__What is expected__
From top to bottom, restate the entries below word for word.

__Dataset extract__

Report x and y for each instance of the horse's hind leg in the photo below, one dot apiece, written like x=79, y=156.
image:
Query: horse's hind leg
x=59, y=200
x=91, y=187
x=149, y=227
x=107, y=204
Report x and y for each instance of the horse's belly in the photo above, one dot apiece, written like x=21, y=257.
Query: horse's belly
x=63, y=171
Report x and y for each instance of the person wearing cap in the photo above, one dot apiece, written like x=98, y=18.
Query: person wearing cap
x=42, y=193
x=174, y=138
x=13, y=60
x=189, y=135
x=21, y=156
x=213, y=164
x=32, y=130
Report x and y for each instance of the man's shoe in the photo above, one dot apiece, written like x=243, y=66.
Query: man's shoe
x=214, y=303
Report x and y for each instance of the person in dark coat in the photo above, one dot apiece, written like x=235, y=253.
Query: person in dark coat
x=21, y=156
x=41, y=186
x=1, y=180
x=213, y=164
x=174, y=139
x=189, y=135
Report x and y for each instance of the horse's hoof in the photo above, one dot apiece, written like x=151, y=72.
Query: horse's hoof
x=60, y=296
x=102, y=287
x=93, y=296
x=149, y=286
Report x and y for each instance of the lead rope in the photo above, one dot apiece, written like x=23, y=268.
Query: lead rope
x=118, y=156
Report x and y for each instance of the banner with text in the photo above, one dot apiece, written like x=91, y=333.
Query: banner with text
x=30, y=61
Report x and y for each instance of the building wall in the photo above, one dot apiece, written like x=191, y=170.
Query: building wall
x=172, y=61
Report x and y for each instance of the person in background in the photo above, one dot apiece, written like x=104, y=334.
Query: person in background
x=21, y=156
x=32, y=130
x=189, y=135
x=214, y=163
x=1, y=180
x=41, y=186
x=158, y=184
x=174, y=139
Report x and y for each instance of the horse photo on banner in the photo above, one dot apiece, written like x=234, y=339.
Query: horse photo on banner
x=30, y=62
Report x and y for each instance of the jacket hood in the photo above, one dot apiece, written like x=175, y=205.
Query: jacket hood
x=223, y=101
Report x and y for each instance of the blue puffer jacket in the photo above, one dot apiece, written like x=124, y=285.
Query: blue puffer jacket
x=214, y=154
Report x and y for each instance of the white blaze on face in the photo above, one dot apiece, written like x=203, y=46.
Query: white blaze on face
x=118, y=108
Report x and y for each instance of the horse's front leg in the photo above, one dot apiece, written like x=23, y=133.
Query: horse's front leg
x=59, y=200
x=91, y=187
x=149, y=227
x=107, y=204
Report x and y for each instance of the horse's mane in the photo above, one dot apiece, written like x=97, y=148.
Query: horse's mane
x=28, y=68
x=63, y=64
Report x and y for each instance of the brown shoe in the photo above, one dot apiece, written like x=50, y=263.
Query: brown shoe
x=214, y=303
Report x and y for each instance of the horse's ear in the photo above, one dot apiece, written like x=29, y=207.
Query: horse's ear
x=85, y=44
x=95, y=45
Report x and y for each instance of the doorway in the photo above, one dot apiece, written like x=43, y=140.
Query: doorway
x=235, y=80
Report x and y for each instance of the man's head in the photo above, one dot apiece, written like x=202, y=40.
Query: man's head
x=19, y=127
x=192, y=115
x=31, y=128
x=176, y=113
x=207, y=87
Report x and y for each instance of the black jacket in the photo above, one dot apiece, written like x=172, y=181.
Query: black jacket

__Solution below__
Report x and y for each instance of the horse's hind leg in the photo below, one dot apiece, written like x=79, y=156.
image:
Query: horse's hind leg
x=59, y=200
x=91, y=187
x=149, y=227
x=107, y=204
Report x and y for each instance of the horse's belly in the photo above, one dot apiece, written like x=21, y=257.
Query: horse's belly
x=63, y=171
Report x and y for each instance of the person wearing cap in the photo above, one dot apiece, written like x=98, y=18.
Query: person wearing cap
x=42, y=193
x=174, y=138
x=13, y=60
x=189, y=135
x=21, y=156
x=213, y=164
x=32, y=130
Report x and y for each instance of the man's shoe in the photo above, one dot apiece, written like x=243, y=66.
Query: man's shoe
x=214, y=303
Report x and y for each instance of the person in dark coat in the photo above, one dot apiece, written like x=235, y=253.
Query: person in dark coat
x=21, y=156
x=41, y=186
x=1, y=180
x=213, y=164
x=174, y=139
x=189, y=135
Report x and y for each instance of the horse's hoof in the photo above, one dot apiece, written like x=151, y=72.
Query: horse's hoof
x=60, y=296
x=102, y=287
x=93, y=296
x=149, y=286
Report x and y for each instance of the lead rope in the photo above, one dot apiece, written like x=23, y=268.
Query: lead rope
x=118, y=156
Report x and y for each instance of the banner with text in the photo above, one dot apiece, written like x=91, y=333.
Query: banner with text
x=30, y=61
Report x and y for each instance of the building wall in the photo above, one dot apiece, written like x=191, y=170.
Query: building wall
x=172, y=61
Report x and y for each instance of the person in background in the photo above, one dot apiece, written like x=104, y=334.
Query: person in background
x=21, y=156
x=32, y=130
x=189, y=135
x=214, y=163
x=1, y=180
x=41, y=186
x=158, y=184
x=174, y=139
Report x and y for each instance of the horse photo on banner in the photo above, one dot apiece, written like x=234, y=339.
Query: horse photo on banner
x=30, y=62
Report x and y for each instance of the jacket hood in the photo above, one dot apiece, written like x=175, y=205.
Query: jacket hood
x=223, y=101
Report x and y for each instance of the blue puffer jacket in the photo above, one dot apiece, written like x=124, y=285.
Query: blue puffer jacket
x=214, y=154
Report x and y for each instance of the white blaze on face in the photo above, one dot apiece, written like x=203, y=46.
Query: white blaze on face
x=118, y=108
Report x and y for each instance of the horse's front leg in the photo above, one dot apiece, written like x=23, y=133.
Query: horse's front leg
x=59, y=200
x=91, y=187
x=149, y=227
x=107, y=204
Report x and y for each instance of the horse's mane in the photo above, one dot apiece, written like x=97, y=148.
Query: horse's mane
x=28, y=68
x=63, y=64
Report x and y for each instance of the brown shoe in the photo above, one dot apiece, written like x=50, y=263.
Query: brown shoe
x=214, y=303
Report x and y for each instance of the horse's ear in the photo above, one dot apiece, written like x=29, y=207.
Query: horse's ear
x=85, y=44
x=95, y=45
Report x and y for each instance of the doorway in the photo above, one dot apiece, written like x=43, y=140.
Query: doorway
x=235, y=80
Report x and y for each instance of the man's head in the photo above, one dot apiece, written like x=202, y=40.
Query: man's head
x=19, y=127
x=192, y=115
x=31, y=128
x=176, y=113
x=207, y=87
Report x and y for each instance of the black jacket in the photo above, one dot apiece, written like x=172, y=181.
Query: black jacket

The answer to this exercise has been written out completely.